_TASK OBJECTIVE_
Please lay out the listing below as a two-column CSV with the headers input and output, giving one row per item: the item's text and its answer, each in a single quoted field with line breaks replaced by spaces.

Stored items
● ● ● ● ● ● ●

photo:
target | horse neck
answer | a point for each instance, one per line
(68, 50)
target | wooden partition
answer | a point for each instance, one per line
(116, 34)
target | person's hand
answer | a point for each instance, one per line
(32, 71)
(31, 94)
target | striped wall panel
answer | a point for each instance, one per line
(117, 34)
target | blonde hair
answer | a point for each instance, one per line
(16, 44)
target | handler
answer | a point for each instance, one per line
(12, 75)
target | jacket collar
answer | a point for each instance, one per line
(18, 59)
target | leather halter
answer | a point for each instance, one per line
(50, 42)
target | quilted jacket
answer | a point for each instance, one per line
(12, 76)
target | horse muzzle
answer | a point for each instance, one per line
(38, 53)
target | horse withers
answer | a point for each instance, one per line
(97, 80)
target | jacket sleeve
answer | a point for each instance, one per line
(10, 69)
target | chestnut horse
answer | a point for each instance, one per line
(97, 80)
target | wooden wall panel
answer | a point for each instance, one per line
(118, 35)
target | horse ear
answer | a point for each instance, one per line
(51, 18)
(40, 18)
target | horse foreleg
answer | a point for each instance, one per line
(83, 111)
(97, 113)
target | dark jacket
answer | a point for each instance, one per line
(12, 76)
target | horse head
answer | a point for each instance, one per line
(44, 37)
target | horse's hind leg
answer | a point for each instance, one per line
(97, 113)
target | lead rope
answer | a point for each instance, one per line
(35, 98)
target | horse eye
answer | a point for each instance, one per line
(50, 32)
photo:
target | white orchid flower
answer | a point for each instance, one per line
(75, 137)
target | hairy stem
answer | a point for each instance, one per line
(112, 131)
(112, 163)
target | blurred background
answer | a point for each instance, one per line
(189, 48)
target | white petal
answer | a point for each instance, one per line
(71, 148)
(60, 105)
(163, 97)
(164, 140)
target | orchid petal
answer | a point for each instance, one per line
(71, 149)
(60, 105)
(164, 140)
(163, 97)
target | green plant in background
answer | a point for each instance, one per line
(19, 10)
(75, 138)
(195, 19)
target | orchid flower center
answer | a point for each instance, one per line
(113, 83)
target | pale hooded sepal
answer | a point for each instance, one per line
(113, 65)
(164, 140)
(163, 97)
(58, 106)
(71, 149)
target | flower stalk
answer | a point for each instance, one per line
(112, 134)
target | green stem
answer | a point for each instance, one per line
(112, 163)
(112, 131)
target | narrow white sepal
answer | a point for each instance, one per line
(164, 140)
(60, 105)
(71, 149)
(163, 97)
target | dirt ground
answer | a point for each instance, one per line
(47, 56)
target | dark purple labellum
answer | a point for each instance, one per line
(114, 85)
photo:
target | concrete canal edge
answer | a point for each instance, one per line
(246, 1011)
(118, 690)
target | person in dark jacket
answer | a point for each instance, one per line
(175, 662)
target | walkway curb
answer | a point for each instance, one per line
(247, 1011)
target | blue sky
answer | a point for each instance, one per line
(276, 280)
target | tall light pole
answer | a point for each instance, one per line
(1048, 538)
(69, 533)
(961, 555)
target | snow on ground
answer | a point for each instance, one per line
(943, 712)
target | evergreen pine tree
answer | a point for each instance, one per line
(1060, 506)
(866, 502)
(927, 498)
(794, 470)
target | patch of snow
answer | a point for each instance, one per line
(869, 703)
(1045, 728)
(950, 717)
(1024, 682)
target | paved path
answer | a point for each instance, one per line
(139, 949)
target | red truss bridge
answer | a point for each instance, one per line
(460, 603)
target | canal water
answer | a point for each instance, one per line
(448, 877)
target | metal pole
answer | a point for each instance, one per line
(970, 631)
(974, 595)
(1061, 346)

● ● ● ● ● ● ●

_EXERCISE OUTPUT_
input,output
"photo: target | horse neck answer | a point for each instance, one per line","(68, 50)"
"target | wooden partition answer | a point for each instance, one per line","(116, 34)"
"target | person's hand answer | a point for each instance, one per line","(32, 71) (31, 94)"
"target | striped wall panel answer | a point for each instance, one per line","(117, 34)"
"target | blonde hair answer | a point for each instance, one per line","(16, 44)"
"target | handler answer | a point for each instance, one per line","(12, 75)"
"target | jacket collar answer | a point for each instance, one per line","(18, 59)"
"target | leather halter answer | a point for each instance, one per line","(50, 42)"
"target | quilted jacket answer | a point for each instance, one per line","(12, 76)"
"target | horse muzzle answer | a point for each instance, one per line","(38, 53)"
"target | horse withers answer | a point for each instance, one per line","(97, 80)"
"target | jacket sleeve answer | a point for each instance, one per line","(10, 69)"
"target | chestnut horse answer | a point for each instance, one per line","(97, 80)"
"target | wooden wall panel answer | a point for each instance, one per line","(118, 35)"
"target | horse ear answer | a point for each instance, one per line","(51, 18) (40, 18)"
"target | horse foreleg answer | a point for each instance, one per line","(83, 111) (97, 113)"
"target | dark jacket answer | a point for each instance, one per line","(12, 76)"
"target | horse head answer | a point for each instance, one per line","(44, 37)"
"target | horse's hind leg answer | a point for each instance, one per line","(97, 113)"
"target | lead rope answer | a point for each instance, one per line","(35, 98)"
"target | horse eye answer | a point for each instance, one per line","(50, 32)"
"photo: target | white orchid flower answer | a point for each instance, one per line","(75, 137)"
"target | hairy stem answer | a point for each instance, one per line","(112, 131) (112, 163)"
"target | blurred background answer | a point for each instance, one per line","(189, 48)"
"target | white petal answer | a point for each instance, one per line","(71, 148) (60, 105) (163, 97) (164, 140)"
"target | orchid petal answer | a point for each instance, one per line","(71, 149) (60, 105) (164, 140) (163, 97)"
"target | green plant in background answer | a point for each instance, one per line","(19, 10) (75, 138) (195, 19)"
"target | orchid flower center answer | a point for each instance, one per line","(113, 83)"
"target | pale hooded sepal answer | a point for each instance, one per line","(113, 65) (164, 140) (163, 97) (58, 106) (71, 149)"
"target | flower stalk answer | a point for each instance, one per line","(112, 134)"
"target | green stem answer | a point for each instance, one per line","(112, 163) (112, 131)"
"target | narrow white sepal answer | a point for each instance, one per line","(164, 140) (60, 105) (71, 149) (163, 97)"
"target | dirt ground answer | a point for each instance, one per line","(47, 56)"
"target | dark purple labellum answer | a point for each instance, one per line","(114, 85)"
"photo: target | concrete canal edge answer | a point for each instance, one per line","(246, 1011) (118, 690)"
"target | person in dark jacket answer | a point for each instance, one per line","(175, 662)"
"target | walkway curb answer | a point for each instance, one per line","(247, 1011)"
"target | blue sky answer | a point for each instance, one per line","(276, 280)"
"target | tall light pole answer | a point for each instance, one per line","(1048, 538) (69, 533) (961, 555)"
"target | snow on ground answer | a point for each instance, one per line","(943, 712)"
"target | evergreen pine tree answer | a point for each instance, one per line","(1060, 506) (866, 502) (927, 498) (794, 470)"
"target | patch of snow answer | a point for each instance, one per line","(869, 703) (1045, 728) (950, 717) (1024, 682)"
"target | paved path answer | a point for each instance, one per line","(139, 949)"
"target | red truss bridge answer | a point for each instance, one per line","(460, 603)"
"target | canal water answer | a point for each instance, one per line","(448, 877)"
"target | metal pole answer | a point for each instance, one per line","(970, 631) (974, 595) (1061, 346)"